Would you copy only the lines below, beginning with the one that contains "of the concrete" and running through the last entry line?

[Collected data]
━━━━━━

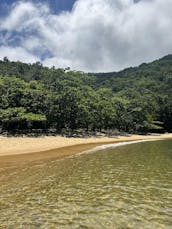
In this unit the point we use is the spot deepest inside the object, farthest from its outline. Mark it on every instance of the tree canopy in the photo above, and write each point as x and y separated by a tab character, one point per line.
133	100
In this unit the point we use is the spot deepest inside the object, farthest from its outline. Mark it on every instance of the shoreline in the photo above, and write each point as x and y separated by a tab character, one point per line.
19	150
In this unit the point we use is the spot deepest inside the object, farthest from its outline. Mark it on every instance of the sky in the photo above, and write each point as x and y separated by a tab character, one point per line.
86	35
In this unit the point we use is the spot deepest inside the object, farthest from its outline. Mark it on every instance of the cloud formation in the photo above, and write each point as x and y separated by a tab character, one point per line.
97	35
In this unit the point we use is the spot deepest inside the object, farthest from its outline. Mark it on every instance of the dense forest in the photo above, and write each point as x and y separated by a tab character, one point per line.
33	97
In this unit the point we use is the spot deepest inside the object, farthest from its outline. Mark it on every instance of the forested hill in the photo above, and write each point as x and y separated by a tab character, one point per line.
133	100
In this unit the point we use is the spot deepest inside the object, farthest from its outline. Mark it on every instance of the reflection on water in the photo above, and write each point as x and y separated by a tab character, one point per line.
125	187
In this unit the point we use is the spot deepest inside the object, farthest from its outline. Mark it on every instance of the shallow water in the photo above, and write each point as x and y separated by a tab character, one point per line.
125	187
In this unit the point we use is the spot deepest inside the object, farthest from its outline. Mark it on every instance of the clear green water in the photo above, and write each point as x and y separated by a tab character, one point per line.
125	187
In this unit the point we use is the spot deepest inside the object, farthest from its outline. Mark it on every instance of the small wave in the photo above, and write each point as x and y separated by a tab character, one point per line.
115	145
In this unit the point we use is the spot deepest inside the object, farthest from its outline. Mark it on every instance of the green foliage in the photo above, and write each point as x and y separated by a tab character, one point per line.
133	100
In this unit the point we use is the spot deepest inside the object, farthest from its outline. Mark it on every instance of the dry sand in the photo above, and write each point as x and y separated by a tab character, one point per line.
25	145
18	151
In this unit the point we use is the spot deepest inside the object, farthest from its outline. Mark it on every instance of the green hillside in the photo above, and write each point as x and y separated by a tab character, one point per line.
133	100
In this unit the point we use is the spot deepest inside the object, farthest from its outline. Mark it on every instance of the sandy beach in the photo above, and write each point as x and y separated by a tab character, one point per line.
27	145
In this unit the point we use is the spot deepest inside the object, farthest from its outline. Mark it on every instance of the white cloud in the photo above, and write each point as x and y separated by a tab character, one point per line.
17	54
98	35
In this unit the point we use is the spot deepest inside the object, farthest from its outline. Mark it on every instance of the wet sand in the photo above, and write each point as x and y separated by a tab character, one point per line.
18	150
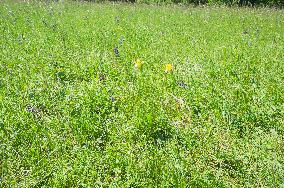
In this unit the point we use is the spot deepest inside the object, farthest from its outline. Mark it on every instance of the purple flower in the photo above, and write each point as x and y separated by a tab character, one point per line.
116	52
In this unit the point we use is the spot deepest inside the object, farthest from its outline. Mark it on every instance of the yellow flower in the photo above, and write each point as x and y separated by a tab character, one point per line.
169	68
138	64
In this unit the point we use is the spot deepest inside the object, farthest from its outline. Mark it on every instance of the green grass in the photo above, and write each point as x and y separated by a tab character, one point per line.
73	113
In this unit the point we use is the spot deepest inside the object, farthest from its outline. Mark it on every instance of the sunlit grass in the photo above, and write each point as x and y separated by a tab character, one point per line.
140	96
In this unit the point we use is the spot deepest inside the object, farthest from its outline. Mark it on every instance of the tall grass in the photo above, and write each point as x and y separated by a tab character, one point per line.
202	107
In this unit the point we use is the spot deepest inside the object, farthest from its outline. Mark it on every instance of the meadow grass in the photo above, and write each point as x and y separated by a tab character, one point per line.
118	95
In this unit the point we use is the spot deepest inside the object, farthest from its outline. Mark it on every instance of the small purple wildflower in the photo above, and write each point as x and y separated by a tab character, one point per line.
112	99
182	85
121	40
116	52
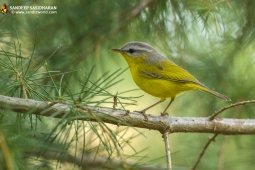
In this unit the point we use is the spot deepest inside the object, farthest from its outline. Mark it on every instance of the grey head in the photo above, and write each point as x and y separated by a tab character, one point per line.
136	49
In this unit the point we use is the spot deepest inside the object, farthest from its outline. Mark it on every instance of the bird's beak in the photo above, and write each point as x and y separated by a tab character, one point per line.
116	50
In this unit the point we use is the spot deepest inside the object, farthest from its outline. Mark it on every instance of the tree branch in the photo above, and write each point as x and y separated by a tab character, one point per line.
168	152
172	124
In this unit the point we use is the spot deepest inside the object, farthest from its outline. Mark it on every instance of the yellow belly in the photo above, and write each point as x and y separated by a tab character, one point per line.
161	88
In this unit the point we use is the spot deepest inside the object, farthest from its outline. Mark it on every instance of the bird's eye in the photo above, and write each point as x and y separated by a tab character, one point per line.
131	50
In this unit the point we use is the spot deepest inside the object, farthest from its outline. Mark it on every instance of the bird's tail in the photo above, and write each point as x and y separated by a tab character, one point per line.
215	94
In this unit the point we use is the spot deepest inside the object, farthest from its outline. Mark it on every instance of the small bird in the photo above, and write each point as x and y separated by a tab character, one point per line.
157	75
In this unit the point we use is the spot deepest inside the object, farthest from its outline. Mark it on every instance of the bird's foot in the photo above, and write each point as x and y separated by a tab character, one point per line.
164	114
143	113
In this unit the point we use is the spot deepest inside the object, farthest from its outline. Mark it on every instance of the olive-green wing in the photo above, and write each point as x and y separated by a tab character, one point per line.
167	70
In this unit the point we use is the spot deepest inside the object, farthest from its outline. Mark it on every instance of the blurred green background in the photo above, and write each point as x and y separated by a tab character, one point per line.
213	40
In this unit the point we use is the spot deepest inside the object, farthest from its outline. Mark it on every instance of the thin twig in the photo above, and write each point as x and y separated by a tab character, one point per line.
167	148
23	86
230	106
6	152
203	151
217	3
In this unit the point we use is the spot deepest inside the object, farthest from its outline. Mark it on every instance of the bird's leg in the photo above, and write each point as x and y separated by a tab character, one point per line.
164	112
143	111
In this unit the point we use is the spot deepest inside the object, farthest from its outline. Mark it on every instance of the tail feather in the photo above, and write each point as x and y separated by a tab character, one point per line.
216	94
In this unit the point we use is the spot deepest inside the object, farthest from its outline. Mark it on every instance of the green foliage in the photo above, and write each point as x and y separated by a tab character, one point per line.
65	57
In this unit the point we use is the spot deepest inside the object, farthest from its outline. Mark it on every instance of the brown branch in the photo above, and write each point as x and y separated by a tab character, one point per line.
230	106
85	161
6	152
168	152
224	126
23	86
203	151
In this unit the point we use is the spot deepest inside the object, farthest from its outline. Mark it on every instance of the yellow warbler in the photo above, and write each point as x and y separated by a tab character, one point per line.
157	75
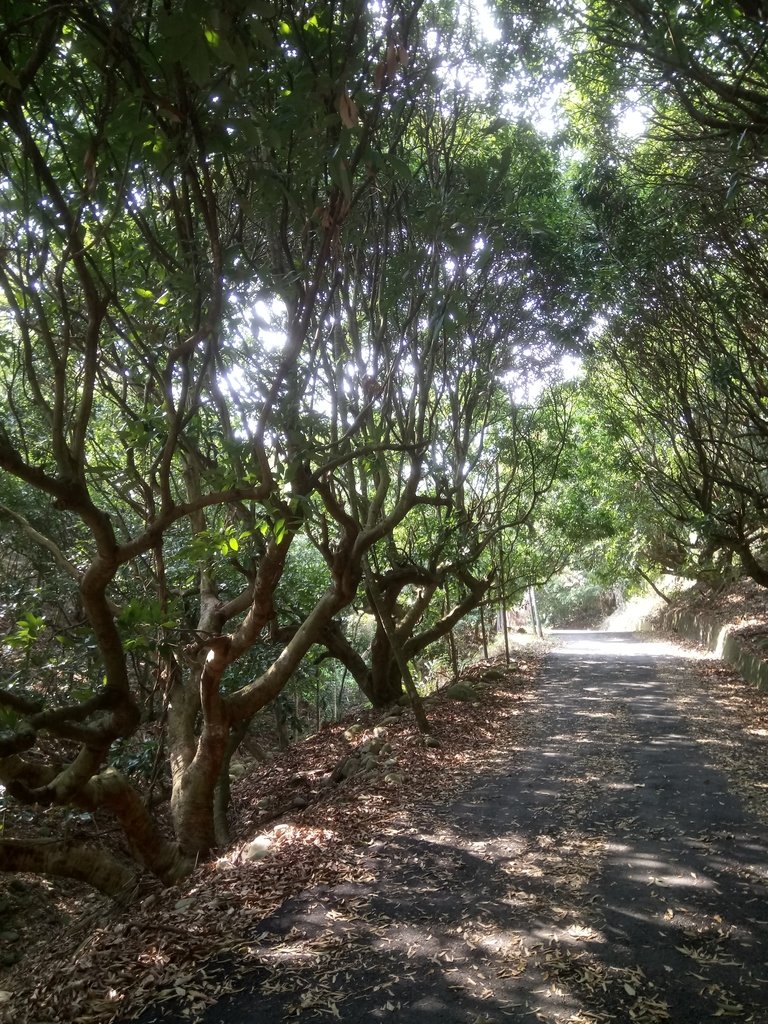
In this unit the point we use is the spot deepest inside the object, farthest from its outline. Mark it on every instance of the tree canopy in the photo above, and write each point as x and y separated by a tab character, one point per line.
285	295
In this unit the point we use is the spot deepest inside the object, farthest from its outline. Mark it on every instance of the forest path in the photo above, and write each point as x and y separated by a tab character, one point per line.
605	871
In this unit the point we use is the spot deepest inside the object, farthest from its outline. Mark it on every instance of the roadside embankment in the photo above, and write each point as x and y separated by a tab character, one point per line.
749	657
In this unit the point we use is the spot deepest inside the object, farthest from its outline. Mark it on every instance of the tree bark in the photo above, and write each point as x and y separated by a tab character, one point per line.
70	860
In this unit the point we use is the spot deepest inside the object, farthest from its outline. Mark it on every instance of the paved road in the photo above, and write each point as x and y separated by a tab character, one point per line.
604	872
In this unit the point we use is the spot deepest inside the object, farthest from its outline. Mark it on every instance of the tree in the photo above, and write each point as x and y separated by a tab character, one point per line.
162	171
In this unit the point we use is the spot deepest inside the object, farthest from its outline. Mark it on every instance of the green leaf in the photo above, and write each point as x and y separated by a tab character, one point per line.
7	76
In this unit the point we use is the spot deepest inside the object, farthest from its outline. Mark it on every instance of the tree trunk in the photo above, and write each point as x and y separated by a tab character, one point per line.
388	626
484	633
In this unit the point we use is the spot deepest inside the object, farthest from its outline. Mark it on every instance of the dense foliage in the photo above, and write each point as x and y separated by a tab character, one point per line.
284	294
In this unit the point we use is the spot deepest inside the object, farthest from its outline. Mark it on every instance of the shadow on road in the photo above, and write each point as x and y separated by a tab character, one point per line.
604	871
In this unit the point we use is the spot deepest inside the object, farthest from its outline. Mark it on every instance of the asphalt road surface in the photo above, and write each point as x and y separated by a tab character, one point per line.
605	871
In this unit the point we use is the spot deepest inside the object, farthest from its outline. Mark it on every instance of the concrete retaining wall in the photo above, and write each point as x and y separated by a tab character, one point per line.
718	637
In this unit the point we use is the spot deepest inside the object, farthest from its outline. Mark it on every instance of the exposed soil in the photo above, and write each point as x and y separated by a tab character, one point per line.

━━━━━━

RESULT OF THIS TASK:
In this unit the point we use is the spot deepest inside the object, farthest from its outline. Mark it on every instance of the concrete retaining wall in the photo above, and write each point as x and y separated by a tab character, one point per line.
718	637
In this unit the point we use is the spot deepest inside the object, farthest from its outline. Mark it on every instance of the exposed soil in the photo above, and write each point as x and y separated by a tab character, one point per line.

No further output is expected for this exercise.